**Task statement**
Every record must be transcribed in its entirety, apart from the images, which are to be omitted.
— begin Dataset entries —
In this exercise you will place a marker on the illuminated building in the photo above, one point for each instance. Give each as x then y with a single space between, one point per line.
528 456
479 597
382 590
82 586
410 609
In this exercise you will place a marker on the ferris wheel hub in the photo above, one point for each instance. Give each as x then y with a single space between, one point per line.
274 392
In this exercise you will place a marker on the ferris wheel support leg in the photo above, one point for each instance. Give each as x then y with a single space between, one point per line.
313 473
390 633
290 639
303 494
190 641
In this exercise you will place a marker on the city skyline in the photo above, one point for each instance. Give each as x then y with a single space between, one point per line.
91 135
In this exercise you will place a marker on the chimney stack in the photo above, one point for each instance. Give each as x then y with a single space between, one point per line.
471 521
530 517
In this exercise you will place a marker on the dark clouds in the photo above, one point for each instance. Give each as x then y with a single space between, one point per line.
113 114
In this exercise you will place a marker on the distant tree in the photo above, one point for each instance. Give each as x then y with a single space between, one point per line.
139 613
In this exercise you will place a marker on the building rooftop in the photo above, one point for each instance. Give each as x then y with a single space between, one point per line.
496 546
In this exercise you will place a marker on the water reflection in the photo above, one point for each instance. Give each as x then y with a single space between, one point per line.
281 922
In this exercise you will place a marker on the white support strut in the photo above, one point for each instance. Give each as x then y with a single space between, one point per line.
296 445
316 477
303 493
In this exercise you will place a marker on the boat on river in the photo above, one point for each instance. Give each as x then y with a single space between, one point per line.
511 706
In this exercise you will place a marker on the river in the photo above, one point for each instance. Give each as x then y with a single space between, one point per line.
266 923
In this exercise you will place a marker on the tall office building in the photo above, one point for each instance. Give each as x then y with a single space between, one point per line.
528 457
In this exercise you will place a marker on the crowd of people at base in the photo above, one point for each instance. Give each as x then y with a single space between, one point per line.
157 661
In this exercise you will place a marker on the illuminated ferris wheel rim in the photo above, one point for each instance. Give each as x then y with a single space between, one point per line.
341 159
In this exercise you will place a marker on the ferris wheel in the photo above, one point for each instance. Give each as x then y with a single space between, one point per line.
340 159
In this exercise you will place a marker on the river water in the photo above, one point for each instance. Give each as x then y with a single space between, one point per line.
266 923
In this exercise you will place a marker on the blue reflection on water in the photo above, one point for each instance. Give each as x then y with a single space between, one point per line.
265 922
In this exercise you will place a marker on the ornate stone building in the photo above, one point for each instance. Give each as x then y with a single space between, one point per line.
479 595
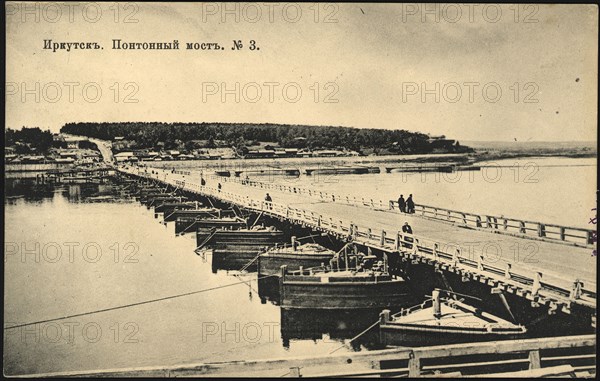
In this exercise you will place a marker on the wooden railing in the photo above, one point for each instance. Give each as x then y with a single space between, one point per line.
480 221
528 358
555 290
505 224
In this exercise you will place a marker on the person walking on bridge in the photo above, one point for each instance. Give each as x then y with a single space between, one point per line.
269 201
402 204
410 204
407 229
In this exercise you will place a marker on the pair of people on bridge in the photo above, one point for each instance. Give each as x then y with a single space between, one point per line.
269 201
406 206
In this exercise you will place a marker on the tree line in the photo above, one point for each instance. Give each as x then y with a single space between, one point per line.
170 135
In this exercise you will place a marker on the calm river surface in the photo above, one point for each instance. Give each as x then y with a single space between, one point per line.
66 256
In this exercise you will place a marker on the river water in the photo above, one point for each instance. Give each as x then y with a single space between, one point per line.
67 256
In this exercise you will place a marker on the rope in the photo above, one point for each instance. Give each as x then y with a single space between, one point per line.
249 263
133 304
206 240
356 337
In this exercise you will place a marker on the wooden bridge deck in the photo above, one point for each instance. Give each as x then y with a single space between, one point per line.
560 265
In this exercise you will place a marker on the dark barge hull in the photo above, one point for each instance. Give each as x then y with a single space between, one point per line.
— end Dataset entries —
**Reply to the exercise**
In this exercise you will place a marker on the illuminated building in the photo above, one point for each instance. Give each as x then y with a single space between, one point per line.
528 456
479 597
382 590
82 586
410 609
In this exercise you will place a marker on the ferris wheel hub in the photo above, one point for each instance. Give each as x then y with a single space between, one point per line.
274 392
In this exercise you will place a marker on the ferris wheel support leg in the photo above, one point for each instance. Give each as x then y with a single space between, one point per line.
313 473
390 633
290 639
303 494
190 641
In this exercise you will place a marker on the city skyline in the photo above, one point for each instance. Give each as x then y with a single space between, one point per line.
91 135
In this exercise you will place a marker on the chimney stack in the photo above, one point for each instance. Give each as x then y with a single space between, one point per line.
471 521
530 517
In this exercise you will place a marker on the dark clouds in the photo above, one point for each instance. Give each as x then y with a single space between, one point per line.
113 114
In this exercise you will place a marker on the distant tree in the photo above, one point for each instance. Give each as x then y with a single space between, one point per line.
139 613
In this exercise you will place a marker on the building rooftop in the photo above, one point for each instance. Give each as x then y with a single space between, one point per line.
496 546
In this exercise you will place a marker on the water reflection in the photo above, one point for each instance. Give each as x then y with a single space between, one point per line.
281 922
In this exercise you will place a marker on the white support strut in the photo above, one point for each instance. Give each as x then y with a single space between, one point per line.
296 445
316 477
303 493
In this exercise you will place a marker on the boat on river in the photo above, one point for each instance. Give each as x then y with a single space between, one point per line.
511 706
In this exercise you will place a marker on the river in the photo above, one point for each instance. Give each as x then y with a single space between, one point per line.
266 923
In this exercise you will place a marker on the tall office building in the photo above, one point for each instance. Give each as x then y with a single space between, one point per line.
528 457
In this exercise you will place a marker on the crowd of people at base in the photo above, one point for each instance. Give each as x then y with a single space between, one point per line.
157 661
In this exercise you will place a marker on the illuminated ferris wheel rim in the photo above, one point for each instance. Give each as x then y with a single space between, one point per line.
341 159
In this exercise you will place a marker on the ferris wheel in the photo above, one point for each instance. Give each as x then y with a single space between, one point per line.
340 159
In this exercise you will place a marker on the river water in the photo above, one point for each instance. Give each as x then y with a single space between, one point per line.
266 923
In this exercise you will place a marker on the blue reflection on water in the photo above, one point for each instance. Give each as x then y with a single space between, one point per line.
265 922
In this exercise you will place a marker on the ornate stone building in the photo above, one point for each instance. Give each as x then y with a single space between, one point per line.
479 595
In this exercise you will place a marker on the wooden railing in the photo above, one point for each instance. Give each as x then y with a single space between, one point per line.
480 221
528 358
555 290
505 224
In this exercise you will place a marker on the person walking on bridge in the photo above, one point for each instance. Give each as x then y with a single space between, one point per line.
269 201
402 204
410 204
407 229
In this exercise you will place a marker on the pair of people on bridge in the photo above, one point for each instance. Give each as x then y with a single space between, one point per line.
269 201
406 206
In this exercise you will place a marker on the tree line in the photo above, one point for each instance. Give each as x then y with a single space between, one point per line.
170 135
In this exercise you will place a marker on the calm river surface in the photo above, one point for each instance. Give each as x then y with a single space between, one point per line.
66 256
In this exercise you will place a marker on the river water in the photo above, one point for each instance. Give each as x then y with a single space between, one point per line.
67 256
In this exercise you will place a marker on the rope in the photo above, one point for each instance. Give each as x then y with a single space between, one point per line.
249 263
133 304
206 240
356 337
In this exercise you will place a marker on the wooden bridge deck in the photo above, one point for each instance. Give each as x then y with a single space between, one point per line.
560 265
In this exercise you will place a marker on the dark barge hull in the photo above, one point for each instance. Give each as x then y with a single space between, one point per line.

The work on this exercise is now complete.